*** Opening of Source data ***

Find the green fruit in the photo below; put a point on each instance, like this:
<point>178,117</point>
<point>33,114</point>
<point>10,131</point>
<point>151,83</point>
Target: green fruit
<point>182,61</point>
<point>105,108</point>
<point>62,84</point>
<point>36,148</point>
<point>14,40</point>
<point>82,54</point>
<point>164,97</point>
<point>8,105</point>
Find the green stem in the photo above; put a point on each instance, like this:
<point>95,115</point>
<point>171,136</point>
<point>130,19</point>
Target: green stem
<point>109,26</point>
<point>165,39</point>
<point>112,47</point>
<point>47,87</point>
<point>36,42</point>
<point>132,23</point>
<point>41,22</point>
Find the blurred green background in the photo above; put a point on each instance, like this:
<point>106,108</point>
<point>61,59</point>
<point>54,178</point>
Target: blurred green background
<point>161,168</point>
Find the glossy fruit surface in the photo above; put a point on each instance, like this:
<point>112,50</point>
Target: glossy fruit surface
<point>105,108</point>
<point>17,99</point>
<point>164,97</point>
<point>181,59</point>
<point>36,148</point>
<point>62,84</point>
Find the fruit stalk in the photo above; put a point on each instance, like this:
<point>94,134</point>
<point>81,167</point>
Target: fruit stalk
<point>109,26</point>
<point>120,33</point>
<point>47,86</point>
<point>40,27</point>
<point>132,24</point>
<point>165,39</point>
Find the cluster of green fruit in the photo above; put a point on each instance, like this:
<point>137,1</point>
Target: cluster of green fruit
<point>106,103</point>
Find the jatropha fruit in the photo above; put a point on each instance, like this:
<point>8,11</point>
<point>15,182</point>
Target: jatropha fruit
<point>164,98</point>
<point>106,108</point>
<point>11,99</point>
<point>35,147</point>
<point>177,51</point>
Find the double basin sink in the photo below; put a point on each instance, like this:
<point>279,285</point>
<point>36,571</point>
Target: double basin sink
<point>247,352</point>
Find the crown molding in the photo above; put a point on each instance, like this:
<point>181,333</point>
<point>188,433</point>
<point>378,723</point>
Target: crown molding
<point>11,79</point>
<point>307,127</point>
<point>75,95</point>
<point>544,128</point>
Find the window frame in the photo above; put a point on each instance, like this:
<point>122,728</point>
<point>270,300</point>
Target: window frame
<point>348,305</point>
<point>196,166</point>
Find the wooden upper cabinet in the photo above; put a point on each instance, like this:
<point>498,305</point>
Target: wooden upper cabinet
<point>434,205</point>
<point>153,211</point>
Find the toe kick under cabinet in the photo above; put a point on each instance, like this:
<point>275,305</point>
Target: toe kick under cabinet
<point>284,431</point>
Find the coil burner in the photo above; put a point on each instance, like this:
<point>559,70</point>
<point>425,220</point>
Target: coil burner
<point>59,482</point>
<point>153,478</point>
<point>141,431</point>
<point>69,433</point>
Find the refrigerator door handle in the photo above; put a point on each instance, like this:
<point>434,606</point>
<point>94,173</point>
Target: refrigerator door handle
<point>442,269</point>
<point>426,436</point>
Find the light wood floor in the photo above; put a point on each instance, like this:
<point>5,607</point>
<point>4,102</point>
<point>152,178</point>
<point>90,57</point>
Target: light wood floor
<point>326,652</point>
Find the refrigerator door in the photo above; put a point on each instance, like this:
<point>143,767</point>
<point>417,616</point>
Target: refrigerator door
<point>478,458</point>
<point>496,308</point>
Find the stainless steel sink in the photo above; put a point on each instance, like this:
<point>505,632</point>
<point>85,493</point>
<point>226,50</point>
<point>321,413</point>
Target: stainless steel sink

*** Close of Source data ***

• [How to complete this task]: The answer should be a single number giving how many lines in the records hold the word "stainless".

• [Your solution]: 2